TASK GOAL – Copy the material from its beginning through the line containing "x=522, y=659", requests included, offsetting every coordinate in the answers by adding 20 to each number. Leave the pictures out.

>> Begin INPUT RECORDS

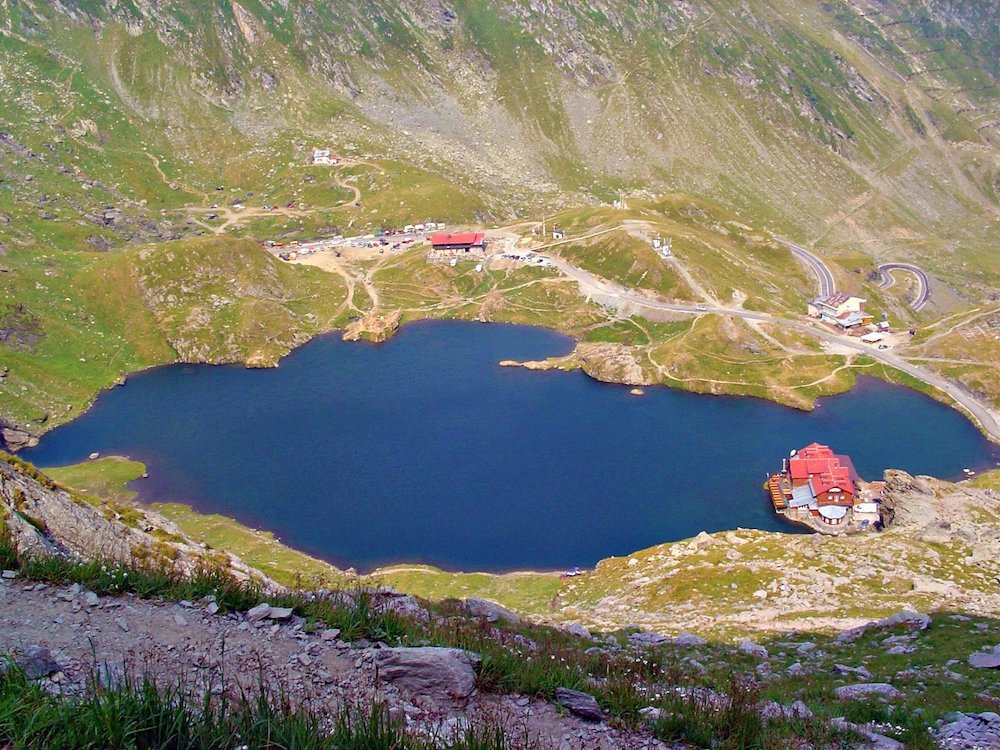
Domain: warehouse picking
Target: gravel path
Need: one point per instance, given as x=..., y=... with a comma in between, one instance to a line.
x=227, y=653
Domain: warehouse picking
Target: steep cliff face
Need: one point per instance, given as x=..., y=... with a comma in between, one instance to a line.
x=42, y=518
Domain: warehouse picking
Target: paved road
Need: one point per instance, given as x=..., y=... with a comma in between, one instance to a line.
x=923, y=293
x=981, y=413
x=827, y=284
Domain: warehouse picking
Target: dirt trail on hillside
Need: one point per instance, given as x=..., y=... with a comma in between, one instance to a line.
x=228, y=653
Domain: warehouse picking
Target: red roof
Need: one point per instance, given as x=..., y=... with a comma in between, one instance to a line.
x=464, y=239
x=811, y=460
x=837, y=478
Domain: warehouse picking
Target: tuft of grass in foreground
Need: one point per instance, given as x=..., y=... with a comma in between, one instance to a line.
x=140, y=715
x=522, y=659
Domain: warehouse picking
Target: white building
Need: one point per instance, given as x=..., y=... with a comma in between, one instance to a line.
x=323, y=157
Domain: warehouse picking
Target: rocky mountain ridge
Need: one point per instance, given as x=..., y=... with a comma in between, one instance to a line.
x=831, y=119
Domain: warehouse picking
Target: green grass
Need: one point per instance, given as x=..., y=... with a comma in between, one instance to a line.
x=140, y=715
x=105, y=478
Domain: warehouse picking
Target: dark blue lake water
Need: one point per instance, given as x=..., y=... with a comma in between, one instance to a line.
x=423, y=449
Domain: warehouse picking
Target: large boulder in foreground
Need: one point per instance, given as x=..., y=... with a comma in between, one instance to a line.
x=434, y=672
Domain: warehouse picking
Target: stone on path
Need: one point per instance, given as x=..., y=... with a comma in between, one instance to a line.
x=490, y=611
x=866, y=690
x=266, y=611
x=689, y=640
x=753, y=649
x=876, y=741
x=986, y=659
x=37, y=662
x=434, y=672
x=859, y=671
x=582, y=704
x=645, y=638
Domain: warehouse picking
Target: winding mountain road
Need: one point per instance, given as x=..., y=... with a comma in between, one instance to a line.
x=827, y=284
x=590, y=285
x=923, y=293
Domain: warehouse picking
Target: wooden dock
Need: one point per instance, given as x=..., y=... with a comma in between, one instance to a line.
x=780, y=489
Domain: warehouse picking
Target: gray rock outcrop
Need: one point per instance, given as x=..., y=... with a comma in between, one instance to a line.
x=866, y=690
x=440, y=673
x=489, y=611
x=582, y=704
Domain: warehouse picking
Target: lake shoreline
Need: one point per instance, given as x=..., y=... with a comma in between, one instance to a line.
x=440, y=384
x=28, y=435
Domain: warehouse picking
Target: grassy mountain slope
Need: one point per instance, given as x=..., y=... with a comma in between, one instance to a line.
x=857, y=124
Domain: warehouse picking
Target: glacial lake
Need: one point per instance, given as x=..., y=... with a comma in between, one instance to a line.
x=424, y=449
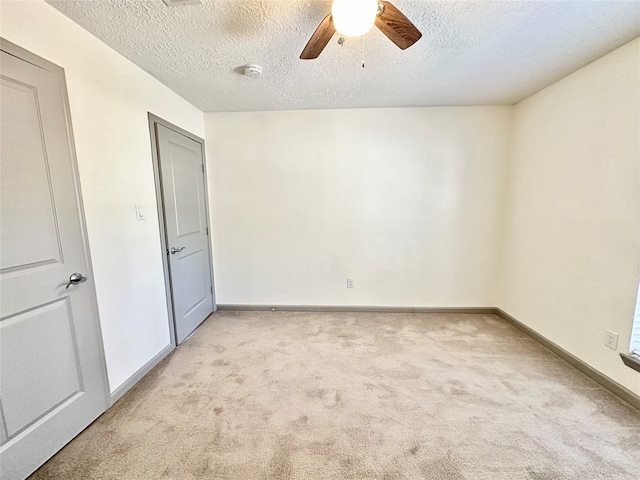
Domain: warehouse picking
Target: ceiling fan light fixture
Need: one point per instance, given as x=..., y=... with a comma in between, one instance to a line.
x=353, y=18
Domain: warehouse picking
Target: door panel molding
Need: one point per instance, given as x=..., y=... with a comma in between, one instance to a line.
x=154, y=120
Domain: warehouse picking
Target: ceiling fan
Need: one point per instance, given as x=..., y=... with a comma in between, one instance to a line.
x=353, y=18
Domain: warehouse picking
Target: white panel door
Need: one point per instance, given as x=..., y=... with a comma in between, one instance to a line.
x=183, y=191
x=52, y=376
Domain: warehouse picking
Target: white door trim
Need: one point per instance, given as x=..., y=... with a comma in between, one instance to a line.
x=153, y=121
x=29, y=57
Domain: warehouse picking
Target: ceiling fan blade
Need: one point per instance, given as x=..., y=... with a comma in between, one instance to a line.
x=319, y=39
x=397, y=27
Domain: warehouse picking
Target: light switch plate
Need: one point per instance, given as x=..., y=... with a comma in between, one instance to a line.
x=611, y=340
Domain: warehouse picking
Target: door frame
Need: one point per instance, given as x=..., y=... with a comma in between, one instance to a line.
x=30, y=57
x=153, y=121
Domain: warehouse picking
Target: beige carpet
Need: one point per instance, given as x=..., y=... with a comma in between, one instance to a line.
x=262, y=395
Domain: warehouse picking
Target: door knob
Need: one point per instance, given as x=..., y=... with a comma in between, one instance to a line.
x=76, y=278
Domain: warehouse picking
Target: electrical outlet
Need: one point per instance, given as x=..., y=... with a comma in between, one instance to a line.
x=611, y=340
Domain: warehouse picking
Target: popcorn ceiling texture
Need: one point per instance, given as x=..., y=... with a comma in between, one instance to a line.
x=471, y=53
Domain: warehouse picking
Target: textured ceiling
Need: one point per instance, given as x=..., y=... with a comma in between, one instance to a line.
x=471, y=52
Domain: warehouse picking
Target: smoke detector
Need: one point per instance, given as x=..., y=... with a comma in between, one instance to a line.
x=253, y=71
x=180, y=3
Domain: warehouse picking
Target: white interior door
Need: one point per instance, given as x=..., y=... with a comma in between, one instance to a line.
x=183, y=190
x=52, y=374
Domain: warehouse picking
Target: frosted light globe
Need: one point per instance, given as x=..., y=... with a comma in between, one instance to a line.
x=353, y=18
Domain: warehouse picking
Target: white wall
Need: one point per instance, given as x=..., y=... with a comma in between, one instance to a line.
x=110, y=98
x=572, y=238
x=406, y=201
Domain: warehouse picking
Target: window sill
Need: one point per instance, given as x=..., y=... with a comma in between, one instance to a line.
x=631, y=360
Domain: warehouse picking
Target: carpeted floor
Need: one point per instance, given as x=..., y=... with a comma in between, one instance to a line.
x=282, y=395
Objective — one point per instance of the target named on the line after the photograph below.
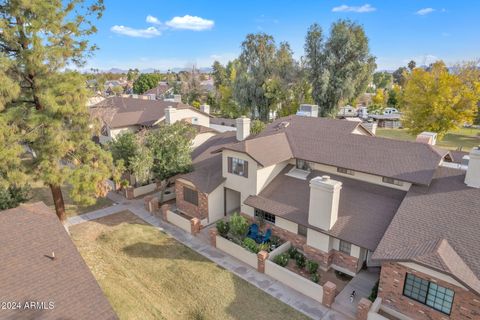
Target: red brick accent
(212, 233)
(129, 193)
(261, 257)
(200, 211)
(164, 208)
(329, 292)
(195, 225)
(466, 304)
(363, 307)
(325, 259)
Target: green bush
(281, 259)
(300, 260)
(238, 226)
(374, 293)
(292, 252)
(312, 266)
(223, 227)
(264, 247)
(250, 245)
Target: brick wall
(325, 259)
(466, 304)
(200, 211)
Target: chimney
(324, 200)
(205, 108)
(243, 128)
(170, 115)
(472, 178)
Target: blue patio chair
(266, 237)
(253, 231)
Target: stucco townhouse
(349, 199)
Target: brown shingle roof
(207, 166)
(331, 142)
(365, 210)
(119, 112)
(438, 228)
(28, 235)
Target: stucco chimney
(170, 115)
(324, 200)
(243, 128)
(205, 108)
(472, 178)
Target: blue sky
(179, 33)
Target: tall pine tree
(42, 104)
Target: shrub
(374, 292)
(312, 266)
(223, 228)
(281, 259)
(238, 226)
(264, 247)
(300, 260)
(292, 252)
(250, 245)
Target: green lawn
(467, 138)
(40, 192)
(146, 274)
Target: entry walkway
(201, 244)
(362, 283)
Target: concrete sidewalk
(200, 244)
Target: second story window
(238, 166)
(392, 181)
(345, 247)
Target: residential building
(123, 114)
(347, 199)
(42, 274)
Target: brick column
(195, 226)
(129, 193)
(261, 257)
(212, 233)
(329, 290)
(164, 208)
(362, 309)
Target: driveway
(362, 283)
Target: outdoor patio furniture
(253, 231)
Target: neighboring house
(41, 266)
(160, 91)
(347, 198)
(123, 114)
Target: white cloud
(424, 11)
(149, 32)
(188, 22)
(361, 9)
(153, 20)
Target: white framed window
(345, 247)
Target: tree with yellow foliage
(437, 100)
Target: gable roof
(28, 236)
(119, 112)
(207, 165)
(364, 213)
(332, 142)
(438, 228)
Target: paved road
(200, 244)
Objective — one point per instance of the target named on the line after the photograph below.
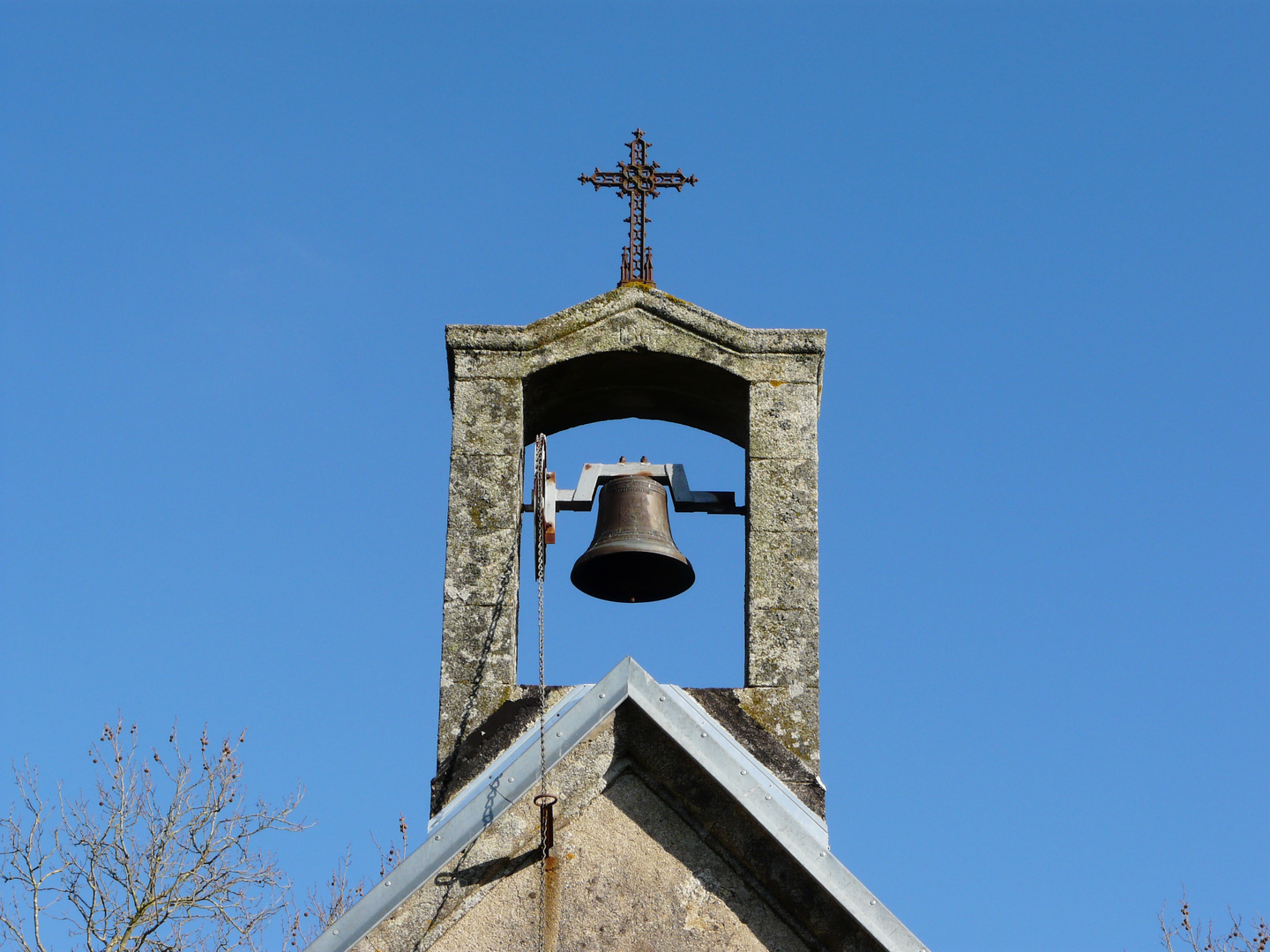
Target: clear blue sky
(1038, 235)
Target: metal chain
(540, 544)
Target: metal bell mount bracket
(594, 475)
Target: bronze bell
(632, 556)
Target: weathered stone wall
(634, 352)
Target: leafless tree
(161, 859)
(1184, 934)
(322, 908)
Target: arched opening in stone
(643, 383)
(695, 639)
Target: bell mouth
(628, 574)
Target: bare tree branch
(164, 862)
(1198, 937)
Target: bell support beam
(594, 475)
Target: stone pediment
(635, 352)
(669, 836)
(639, 305)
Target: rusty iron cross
(639, 181)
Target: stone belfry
(680, 818)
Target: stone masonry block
(482, 569)
(478, 645)
(464, 707)
(782, 420)
(782, 495)
(782, 648)
(782, 570)
(791, 715)
(484, 493)
(488, 417)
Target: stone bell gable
(684, 818)
(632, 352)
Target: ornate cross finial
(639, 181)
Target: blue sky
(1038, 235)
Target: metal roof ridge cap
(776, 795)
(742, 753)
(508, 756)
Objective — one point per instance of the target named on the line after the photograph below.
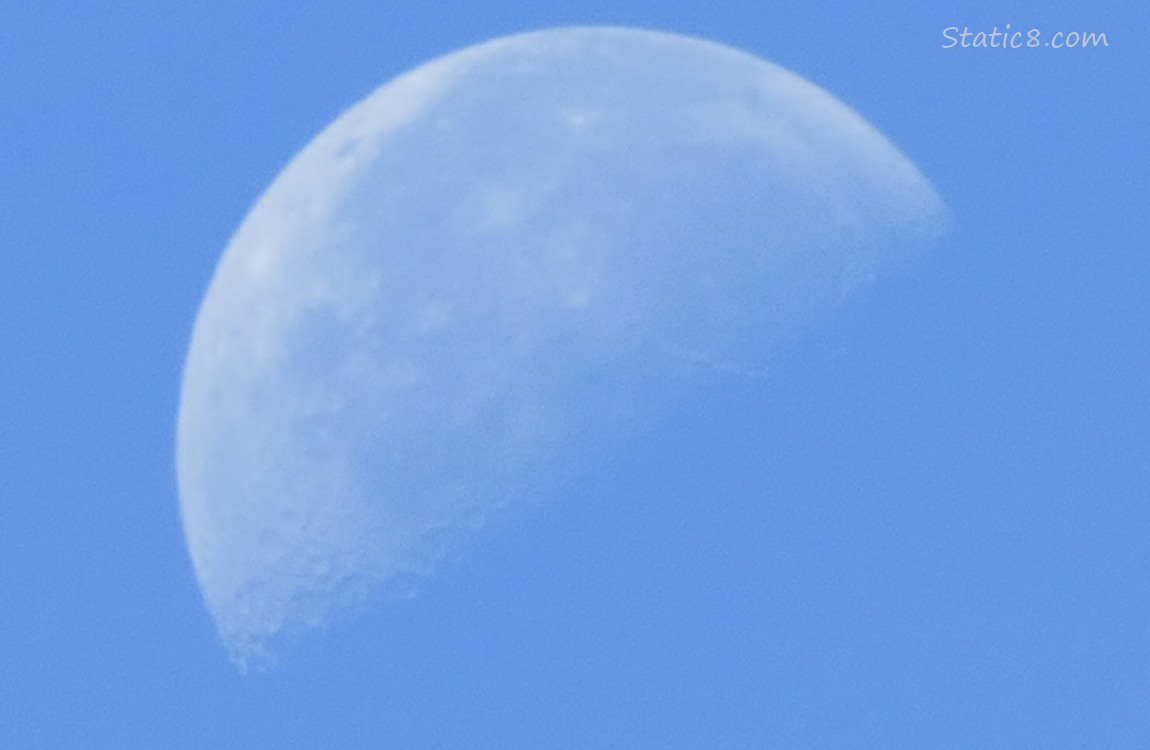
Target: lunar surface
(487, 265)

>> End INPUT RECORDS

WRITTEN RESPONSE –
Domain: warehouse picking
Target: gravel path
Need: one point per instance, given as x=..., y=... with a comma in between, one instance to a line.
x=247, y=673
Domain: warehouse picking
Target: steep cliff face
Need: one point per instance, given as x=..., y=... with a comma in between, one instance to a line.
x=62, y=538
Domain: warehouse picking
Target: paved road
Need: one point per instance, given as x=..., y=... with a comma in between, one instance to a line.
x=943, y=313
x=1001, y=433
x=847, y=304
Domain: warehouse picking
Target: dirt trail on hillside
Need: one point per instance, given as x=..., y=... with a comma in between, one instance to a line.
x=248, y=673
Domain: warehouse picking
Target: red roof
Need: one point per instance, given as x=..., y=... with a comma in between, one instance to a line.
x=484, y=259
x=831, y=480
x=857, y=498
Domain: warehouse picking
Target: tuft of grass in foreground
Need: one point per instance, given as x=..., y=... with a comma in between, one instance to a line.
x=160, y=735
x=542, y=679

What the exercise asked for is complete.